* _EXTRACTED ENTRIES_:

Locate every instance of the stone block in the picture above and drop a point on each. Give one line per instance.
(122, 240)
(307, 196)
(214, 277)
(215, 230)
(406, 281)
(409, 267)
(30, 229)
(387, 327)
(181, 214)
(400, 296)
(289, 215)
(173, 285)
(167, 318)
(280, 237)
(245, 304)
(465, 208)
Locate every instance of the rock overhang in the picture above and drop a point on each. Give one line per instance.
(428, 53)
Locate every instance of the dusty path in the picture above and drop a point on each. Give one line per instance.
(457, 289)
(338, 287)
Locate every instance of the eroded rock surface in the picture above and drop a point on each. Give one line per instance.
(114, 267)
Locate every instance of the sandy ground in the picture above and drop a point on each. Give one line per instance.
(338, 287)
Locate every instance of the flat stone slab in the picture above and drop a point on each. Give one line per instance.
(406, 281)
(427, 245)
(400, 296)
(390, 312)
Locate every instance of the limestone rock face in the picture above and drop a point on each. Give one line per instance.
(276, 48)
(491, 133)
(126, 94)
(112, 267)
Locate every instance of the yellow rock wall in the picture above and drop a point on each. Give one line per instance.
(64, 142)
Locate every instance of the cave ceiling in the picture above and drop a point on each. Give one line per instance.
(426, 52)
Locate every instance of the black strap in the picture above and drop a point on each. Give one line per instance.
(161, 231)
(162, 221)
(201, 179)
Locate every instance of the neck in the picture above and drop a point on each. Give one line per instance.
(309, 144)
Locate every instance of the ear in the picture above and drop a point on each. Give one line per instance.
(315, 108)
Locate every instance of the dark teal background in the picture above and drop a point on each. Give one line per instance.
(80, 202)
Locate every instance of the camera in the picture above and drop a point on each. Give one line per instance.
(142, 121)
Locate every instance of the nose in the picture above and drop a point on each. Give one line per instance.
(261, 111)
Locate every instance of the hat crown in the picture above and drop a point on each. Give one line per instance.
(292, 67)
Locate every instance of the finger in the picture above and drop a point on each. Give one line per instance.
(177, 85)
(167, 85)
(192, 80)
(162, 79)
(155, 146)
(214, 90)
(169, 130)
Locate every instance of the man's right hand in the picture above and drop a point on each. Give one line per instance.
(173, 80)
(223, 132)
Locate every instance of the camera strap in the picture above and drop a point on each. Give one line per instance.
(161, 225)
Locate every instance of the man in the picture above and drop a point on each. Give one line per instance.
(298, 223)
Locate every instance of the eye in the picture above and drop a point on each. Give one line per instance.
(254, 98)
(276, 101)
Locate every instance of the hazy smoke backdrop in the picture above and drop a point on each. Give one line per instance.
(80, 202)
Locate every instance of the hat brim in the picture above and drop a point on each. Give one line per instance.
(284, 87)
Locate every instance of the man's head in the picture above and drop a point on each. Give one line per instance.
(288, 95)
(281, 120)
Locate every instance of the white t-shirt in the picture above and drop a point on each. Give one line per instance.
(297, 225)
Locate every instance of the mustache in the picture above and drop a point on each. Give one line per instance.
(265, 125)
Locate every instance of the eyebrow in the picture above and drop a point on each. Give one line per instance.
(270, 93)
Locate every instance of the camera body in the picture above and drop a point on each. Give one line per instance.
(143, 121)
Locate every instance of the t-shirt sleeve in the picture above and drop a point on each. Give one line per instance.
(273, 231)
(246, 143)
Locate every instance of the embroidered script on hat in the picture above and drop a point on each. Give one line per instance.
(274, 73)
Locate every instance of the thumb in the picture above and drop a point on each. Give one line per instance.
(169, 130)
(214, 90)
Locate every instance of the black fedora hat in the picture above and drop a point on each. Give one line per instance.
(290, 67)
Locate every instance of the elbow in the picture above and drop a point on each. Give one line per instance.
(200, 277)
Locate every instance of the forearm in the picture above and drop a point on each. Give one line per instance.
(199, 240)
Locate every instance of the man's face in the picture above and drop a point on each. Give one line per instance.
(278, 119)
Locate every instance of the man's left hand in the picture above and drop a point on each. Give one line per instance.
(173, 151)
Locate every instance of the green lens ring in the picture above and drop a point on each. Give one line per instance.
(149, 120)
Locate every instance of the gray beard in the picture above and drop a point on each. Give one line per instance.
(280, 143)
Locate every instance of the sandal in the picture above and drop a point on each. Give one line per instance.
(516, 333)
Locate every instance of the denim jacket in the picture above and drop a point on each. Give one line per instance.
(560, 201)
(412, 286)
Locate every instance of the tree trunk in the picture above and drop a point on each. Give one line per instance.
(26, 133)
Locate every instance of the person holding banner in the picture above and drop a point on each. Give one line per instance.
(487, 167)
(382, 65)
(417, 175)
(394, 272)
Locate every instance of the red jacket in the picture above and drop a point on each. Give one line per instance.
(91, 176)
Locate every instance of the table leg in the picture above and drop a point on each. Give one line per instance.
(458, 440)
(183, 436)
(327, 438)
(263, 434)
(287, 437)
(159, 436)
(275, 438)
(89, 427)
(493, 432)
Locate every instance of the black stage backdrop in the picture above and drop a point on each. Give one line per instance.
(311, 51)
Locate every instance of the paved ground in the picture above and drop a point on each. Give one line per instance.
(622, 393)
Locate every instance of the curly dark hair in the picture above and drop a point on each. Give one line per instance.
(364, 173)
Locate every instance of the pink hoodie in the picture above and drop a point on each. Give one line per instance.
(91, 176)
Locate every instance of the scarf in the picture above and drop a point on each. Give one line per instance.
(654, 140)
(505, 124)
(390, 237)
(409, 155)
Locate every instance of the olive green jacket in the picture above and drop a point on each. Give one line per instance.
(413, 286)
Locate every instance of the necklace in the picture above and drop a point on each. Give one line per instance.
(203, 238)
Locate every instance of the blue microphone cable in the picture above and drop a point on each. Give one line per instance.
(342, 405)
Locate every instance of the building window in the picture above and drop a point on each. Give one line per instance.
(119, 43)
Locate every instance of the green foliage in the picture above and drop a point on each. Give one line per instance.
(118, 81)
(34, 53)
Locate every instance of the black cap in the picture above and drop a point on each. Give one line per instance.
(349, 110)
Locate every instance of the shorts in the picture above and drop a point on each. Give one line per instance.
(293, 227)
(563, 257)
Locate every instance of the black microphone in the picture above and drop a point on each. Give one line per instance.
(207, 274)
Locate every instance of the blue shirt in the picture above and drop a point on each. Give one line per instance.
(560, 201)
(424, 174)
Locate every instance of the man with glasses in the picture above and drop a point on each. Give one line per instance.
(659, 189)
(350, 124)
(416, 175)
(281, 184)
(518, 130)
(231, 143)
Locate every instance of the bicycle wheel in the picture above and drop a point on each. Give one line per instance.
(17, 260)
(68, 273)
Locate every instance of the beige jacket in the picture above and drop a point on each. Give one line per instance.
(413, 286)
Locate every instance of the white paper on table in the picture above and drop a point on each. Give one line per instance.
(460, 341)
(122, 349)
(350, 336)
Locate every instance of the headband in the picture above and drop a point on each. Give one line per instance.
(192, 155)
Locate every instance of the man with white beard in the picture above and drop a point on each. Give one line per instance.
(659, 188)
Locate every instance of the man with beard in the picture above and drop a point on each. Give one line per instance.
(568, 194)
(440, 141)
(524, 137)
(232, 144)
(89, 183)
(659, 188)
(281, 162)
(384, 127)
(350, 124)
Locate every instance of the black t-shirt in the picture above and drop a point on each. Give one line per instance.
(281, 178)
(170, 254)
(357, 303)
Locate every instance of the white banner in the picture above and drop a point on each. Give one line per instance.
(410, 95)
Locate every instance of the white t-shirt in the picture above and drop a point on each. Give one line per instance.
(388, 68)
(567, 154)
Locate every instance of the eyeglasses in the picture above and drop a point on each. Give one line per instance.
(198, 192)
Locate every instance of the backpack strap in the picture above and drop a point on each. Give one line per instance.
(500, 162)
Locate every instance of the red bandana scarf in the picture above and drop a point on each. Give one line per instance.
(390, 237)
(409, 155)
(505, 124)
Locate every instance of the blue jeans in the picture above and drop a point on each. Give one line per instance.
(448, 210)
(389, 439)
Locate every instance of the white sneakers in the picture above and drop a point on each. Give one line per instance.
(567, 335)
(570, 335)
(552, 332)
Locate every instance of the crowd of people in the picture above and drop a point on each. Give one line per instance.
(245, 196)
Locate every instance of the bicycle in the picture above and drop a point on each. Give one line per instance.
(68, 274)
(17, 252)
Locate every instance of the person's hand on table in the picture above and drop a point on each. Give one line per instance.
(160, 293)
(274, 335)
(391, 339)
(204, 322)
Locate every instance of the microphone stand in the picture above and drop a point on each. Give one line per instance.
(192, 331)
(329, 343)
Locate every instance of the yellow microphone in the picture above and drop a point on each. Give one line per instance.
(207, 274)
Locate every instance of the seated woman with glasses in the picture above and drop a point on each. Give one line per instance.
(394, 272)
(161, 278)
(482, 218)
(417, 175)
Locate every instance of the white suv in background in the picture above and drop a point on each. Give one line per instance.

* _AIM_: Give again only the lines starting at the one that contains "Locate every instance of the bicycle in" and running to the end of the data.

* _CORRECT OUTPUT_:
Locate every instance of the bicycle in the picture above and drop a point on each. Give one line per instance.
(68, 274)
(17, 252)
Locate every instance of the person's hand on table in the picture above and drop a point on each. Give one line per instance.
(160, 293)
(274, 335)
(391, 339)
(204, 322)
Locate every instance of the microphone stand in the picture above and drop a point on each. Give one line per instance.
(192, 331)
(329, 343)
Locate every instance of the yellow microphone in the picture above and drop a point on each. Give one line per instance.
(207, 274)
Locate every instance of the seated woman with glasses in the picture above and drop a point on each. Give one line per instance.
(394, 272)
(161, 278)
(482, 218)
(417, 175)
Locate every instance of the white suv in background in the picture above and drop a point on each. Give one line per instance.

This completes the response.